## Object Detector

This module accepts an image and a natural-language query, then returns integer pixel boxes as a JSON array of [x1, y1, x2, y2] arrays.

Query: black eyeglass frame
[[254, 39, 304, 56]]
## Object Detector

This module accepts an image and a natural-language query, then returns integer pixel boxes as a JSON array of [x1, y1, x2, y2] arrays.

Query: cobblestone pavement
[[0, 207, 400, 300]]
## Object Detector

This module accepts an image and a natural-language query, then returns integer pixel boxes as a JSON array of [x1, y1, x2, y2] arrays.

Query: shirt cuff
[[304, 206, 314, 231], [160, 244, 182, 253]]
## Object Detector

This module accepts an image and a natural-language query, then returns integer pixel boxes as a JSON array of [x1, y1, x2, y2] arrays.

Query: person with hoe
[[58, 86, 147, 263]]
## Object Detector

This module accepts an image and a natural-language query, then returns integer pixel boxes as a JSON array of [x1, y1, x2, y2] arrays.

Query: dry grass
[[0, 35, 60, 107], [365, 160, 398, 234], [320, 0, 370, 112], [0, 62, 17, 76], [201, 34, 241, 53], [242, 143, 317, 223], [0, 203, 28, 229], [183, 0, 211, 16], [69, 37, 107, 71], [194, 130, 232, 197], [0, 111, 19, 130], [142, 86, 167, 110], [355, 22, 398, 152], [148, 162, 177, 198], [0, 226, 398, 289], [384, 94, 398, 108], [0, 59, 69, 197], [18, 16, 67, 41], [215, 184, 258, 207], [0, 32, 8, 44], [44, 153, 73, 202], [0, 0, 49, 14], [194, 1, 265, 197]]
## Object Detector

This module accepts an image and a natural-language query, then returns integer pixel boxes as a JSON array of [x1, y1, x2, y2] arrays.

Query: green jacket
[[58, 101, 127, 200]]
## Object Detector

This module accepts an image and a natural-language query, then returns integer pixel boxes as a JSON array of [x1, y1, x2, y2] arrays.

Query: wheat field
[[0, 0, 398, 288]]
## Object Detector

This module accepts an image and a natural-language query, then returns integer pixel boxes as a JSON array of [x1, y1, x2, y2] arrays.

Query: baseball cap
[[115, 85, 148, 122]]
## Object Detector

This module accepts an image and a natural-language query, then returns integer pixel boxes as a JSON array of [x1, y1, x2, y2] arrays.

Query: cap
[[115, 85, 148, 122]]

○ ○ ○ ○ ○ ○ ○

**WHAT IS REQUIRED**. In all of the records above, change "natural-language query" to "text prompt" and leave everything else as it is.

**ANSWER IN FULL**.
## Object Detector

This module accepts an image and a text prompt, then returns integer pixel boxes as a JSON array of [x1, y1, x2, y2] arrays.

Query: black eyeglass frame
[[254, 39, 304, 56]]
## Object Detector

This module accepts an image and a text prompt, then returns integer pixel boxes as a JSON array of [x1, y1, x2, y2] arrays.

Query: cobblestone pavement
[[0, 207, 400, 300]]
## Object Detector

This module accepts an image and a text prompt, then returns integer pixel boxes as a JSON array of [x1, y1, x2, y2] arrays.

Query: shirt cuff
[[304, 206, 314, 231], [160, 244, 182, 253]]
## Object Detector

This module accepts an image and a text prompt, then returns integer pixel boxes as a JSON array of [x1, y1, x2, y2] arrays.

Query: person with hoe
[[58, 86, 147, 263]]
## Object Detector

This module accepts an image and a text prompt, then returns integer pixel boxes as a JSON array of [x1, y1, x2, y2] arrays.

Query: dry grass
[[0, 35, 60, 107], [365, 160, 398, 234], [320, 0, 370, 112], [0, 62, 17, 76], [201, 34, 241, 53], [242, 143, 317, 223], [0, 203, 28, 229], [183, 0, 211, 16], [69, 37, 107, 71], [194, 130, 232, 197], [0, 111, 19, 130], [142, 86, 167, 110], [355, 22, 398, 152], [148, 162, 177, 198], [0, 226, 398, 289], [384, 94, 398, 108], [0, 59, 69, 197], [18, 16, 67, 41], [215, 184, 258, 207], [0, 32, 8, 44], [44, 153, 73, 202], [0, 0, 49, 14], [194, 1, 265, 197]]
## Object Detector

This module accepts an image and a text prompt, then returns integer pixel boxes as a JSON array of [x1, y1, x2, y2] arrays.

Query: green jacket
[[58, 101, 127, 200]]
## Object Detector

This module accepts an image and a text prompt, then returns integer pixel boxes as a JSON array of [x1, y1, x2, y2] arrays.

Query: wheat field
[[0, 0, 398, 288]]
## Object Detector

This module accepts an image and a text prompt, then returns integer pixel boxes as a JSON array of [x1, y1, x2, y2] arrays.

Query: baseball cap
[[115, 85, 148, 122]]
## Object Detector

This module accepts an image and a text prompt, then returns integer pixel boxes as a JSON array of [x1, y1, x2, y2] arrays.

Query: cap
[[115, 85, 148, 122]]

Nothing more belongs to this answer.